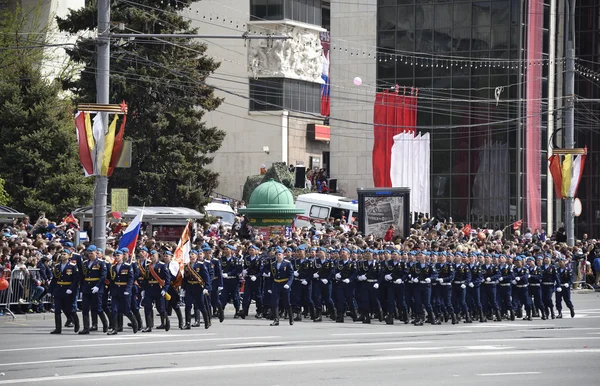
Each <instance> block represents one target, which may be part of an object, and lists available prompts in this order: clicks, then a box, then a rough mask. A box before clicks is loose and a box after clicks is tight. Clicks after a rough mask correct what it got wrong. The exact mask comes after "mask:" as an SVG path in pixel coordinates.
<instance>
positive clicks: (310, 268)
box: [291, 244, 315, 322]
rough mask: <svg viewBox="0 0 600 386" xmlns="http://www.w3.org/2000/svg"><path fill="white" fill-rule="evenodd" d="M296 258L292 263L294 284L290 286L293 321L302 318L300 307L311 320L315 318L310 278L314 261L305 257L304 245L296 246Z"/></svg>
mask: <svg viewBox="0 0 600 386" xmlns="http://www.w3.org/2000/svg"><path fill="white" fill-rule="evenodd" d="M296 253H297V258H296V259H295V260H294V262H293V263H292V265H293V267H294V285H293V286H292V293H291V302H292V311H293V312H294V313H295V316H294V321H296V322H300V321H301V320H302V313H301V311H302V307H304V309H305V310H308V312H309V314H310V318H311V320H314V319H315V306H314V303H313V300H312V279H313V273H314V263H313V262H312V261H311V260H309V259H307V258H306V245H304V244H303V245H300V246H298V250H297V251H296Z"/></svg>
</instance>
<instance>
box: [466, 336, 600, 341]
mask: <svg viewBox="0 0 600 386" xmlns="http://www.w3.org/2000/svg"><path fill="white" fill-rule="evenodd" d="M590 339H600V337H589V336H570V337H562V338H544V337H535V338H502V339H479V340H477V341H478V342H531V341H534V340H548V341H550V340H590Z"/></svg>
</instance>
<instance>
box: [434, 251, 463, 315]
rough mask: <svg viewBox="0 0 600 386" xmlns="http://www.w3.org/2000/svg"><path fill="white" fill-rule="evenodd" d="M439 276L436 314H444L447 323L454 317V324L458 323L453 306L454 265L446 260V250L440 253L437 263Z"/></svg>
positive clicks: (435, 265)
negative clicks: (445, 251)
mask: <svg viewBox="0 0 600 386" xmlns="http://www.w3.org/2000/svg"><path fill="white" fill-rule="evenodd" d="M434 256H435V255H434ZM435 270H436V271H437V273H438V277H437V280H436V281H437V283H438V284H437V287H438V289H437V301H436V302H435V303H436V305H437V309H436V310H435V314H436V316H437V317H438V318H440V317H441V315H442V314H443V317H444V322H445V323H447V322H448V320H449V319H450V318H452V324H456V323H458V320H457V319H456V314H455V313H454V307H452V282H453V281H454V274H455V272H454V265H453V264H451V263H449V262H447V261H446V252H440V253H439V254H438V261H437V263H436V264H435Z"/></svg>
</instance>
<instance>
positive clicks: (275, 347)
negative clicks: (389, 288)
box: [0, 340, 432, 367]
mask: <svg viewBox="0 0 600 386" xmlns="http://www.w3.org/2000/svg"><path fill="white" fill-rule="evenodd" d="M303 342H304V341H298V342H296V343H303ZM321 342H323V341H321ZM332 342H333V341H332ZM336 342H343V341H340V340H337V341H336ZM431 343H432V342H430V341H411V342H372V343H346V344H322V345H306V346H294V347H293V349H294V350H303V349H315V348H337V347H356V346H359V347H362V346H375V345H377V346H382V345H398V344H431ZM240 349H241V350H243V351H274V350H289V349H290V347H289V346H270V347H241V348H238V349H233V348H227V349H215V350H196V351H175V352H171V353H148V354H124V355H107V356H98V357H84V358H67V359H49V360H42V361H31V362H14V363H0V367H10V366H30V365H39V364H48V363H63V362H69V363H70V362H84V361H100V360H110V359H125V358H147V357H155V356H161V355H195V354H221V353H230V352H233V351H235V352H239V351H240Z"/></svg>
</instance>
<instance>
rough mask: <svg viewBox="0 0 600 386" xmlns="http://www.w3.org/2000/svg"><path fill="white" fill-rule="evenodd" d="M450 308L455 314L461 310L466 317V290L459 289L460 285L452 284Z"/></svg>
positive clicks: (466, 302)
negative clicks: (451, 290)
mask: <svg viewBox="0 0 600 386" xmlns="http://www.w3.org/2000/svg"><path fill="white" fill-rule="evenodd" d="M451 300H452V308H453V309H454V310H455V312H458V311H457V310H461V311H462V313H463V314H465V315H467V313H468V312H469V309H468V307H467V289H466V288H461V284H452V297H451Z"/></svg>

········

__TASK ITEM__.
Everything in the records except the pictures should be printed again exactly.

__RESPONSE BELOW__.
Each <instance> block represents one target, which may be part of an object, and lists available prompts in this order: clicks, then a box, then a rough mask. A box before clicks is loose and a box after clicks is tight. Clicks after a rough mask correct what it got wrong. The exact mask comes after "mask:" as an SVG path in pixel coordinates.
<instance>
positive clicks: (310, 268)
box: [291, 244, 315, 322]
rough mask: <svg viewBox="0 0 600 386" xmlns="http://www.w3.org/2000/svg"><path fill="white" fill-rule="evenodd" d="M296 258L292 263L294 284L290 286L293 321L302 318L300 307L311 320L315 318L310 278L314 261L305 257L304 245L296 246Z"/></svg>
mask: <svg viewBox="0 0 600 386" xmlns="http://www.w3.org/2000/svg"><path fill="white" fill-rule="evenodd" d="M296 253H297V258H296V259H295V260H294V262H293V263H292V265H293V267H294V285H293V286H292V293H291V302H292V311H293V312H294V313H295V316H294V321H296V322H300V321H301V320H302V313H301V311H302V307H304V309H305V310H308V312H309V314H310V318H311V320H314V319H315V306H314V303H313V300H312V279H313V273H314V263H313V262H312V261H311V260H309V259H307V258H306V245H304V244H303V245H300V246H298V250H297V251H296Z"/></svg>
</instance>
<instance>
box: [466, 336, 600, 341]
mask: <svg viewBox="0 0 600 386" xmlns="http://www.w3.org/2000/svg"><path fill="white" fill-rule="evenodd" d="M590 339H600V337H589V336H570V337H562V338H544V337H535V338H502V339H479V340H477V341H478V342H531V341H534V340H548V341H550V340H590Z"/></svg>
</instance>
<instance>
box: [434, 251, 463, 315]
rough mask: <svg viewBox="0 0 600 386" xmlns="http://www.w3.org/2000/svg"><path fill="white" fill-rule="evenodd" d="M439 276L436 314H444L447 323L454 317V324L458 323L453 306L454 265L446 260V250L440 253L437 263Z"/></svg>
positive clicks: (435, 265)
negative clicks: (445, 251)
mask: <svg viewBox="0 0 600 386" xmlns="http://www.w3.org/2000/svg"><path fill="white" fill-rule="evenodd" d="M434 256H435V255H434ZM435 270H436V271H437V273H438V277H437V280H436V281H437V283H438V284H437V287H438V289H437V301H436V302H435V303H436V305H437V309H436V310H435V314H436V316H437V317H438V318H440V317H441V315H442V314H443V317H444V322H445V323H447V322H448V320H449V319H450V318H452V324H456V323H458V320H457V319H456V314H455V313H454V307H452V282H453V281H454V274H455V272H454V265H453V264H451V263H449V262H447V261H446V252H440V253H439V254H438V261H437V263H436V264H435Z"/></svg>
</instance>
<instance>
positive clicks: (275, 347)
negative clicks: (389, 288)
box: [0, 340, 432, 367]
mask: <svg viewBox="0 0 600 386" xmlns="http://www.w3.org/2000/svg"><path fill="white" fill-rule="evenodd" d="M303 342H304V341H298V342H296V343H303ZM321 342H323V341H321ZM332 342H333V341H332ZM336 342H343V341H340V340H337V341H336ZM431 343H432V342H430V341H411V342H372V343H346V344H322V345H306V346H294V347H293V349H294V350H303V349H315V348H337V347H356V346H359V347H362V346H375V345H377V346H382V345H398V344H431ZM240 349H241V350H243V351H274V350H289V349H290V347H289V346H270V347H241V348H238V349H233V348H227V349H215V350H196V351H175V352H171V353H148V354H124V355H107V356H98V357H84V358H67V359H49V360H42V361H31V362H14V363H0V367H10V366H30V365H39V364H48V363H63V362H69V363H70V362H84V361H100V360H110V359H125V358H147V357H155V356H161V355H195V354H221V353H230V352H233V351H235V352H239V351H240Z"/></svg>
</instance>
<instance>
rough mask: <svg viewBox="0 0 600 386" xmlns="http://www.w3.org/2000/svg"><path fill="white" fill-rule="evenodd" d="M450 308L455 314L461 310L466 317V290L459 289L460 285L452 284Z"/></svg>
positive clicks: (466, 302)
negative clicks: (451, 290)
mask: <svg viewBox="0 0 600 386" xmlns="http://www.w3.org/2000/svg"><path fill="white" fill-rule="evenodd" d="M451 300H452V308H453V309H454V310H455V312H458V311H457V310H461V311H462V313H463V314H465V315H467V313H468V312H469V309H468V307H467V289H466V288H461V284H452V297H451Z"/></svg>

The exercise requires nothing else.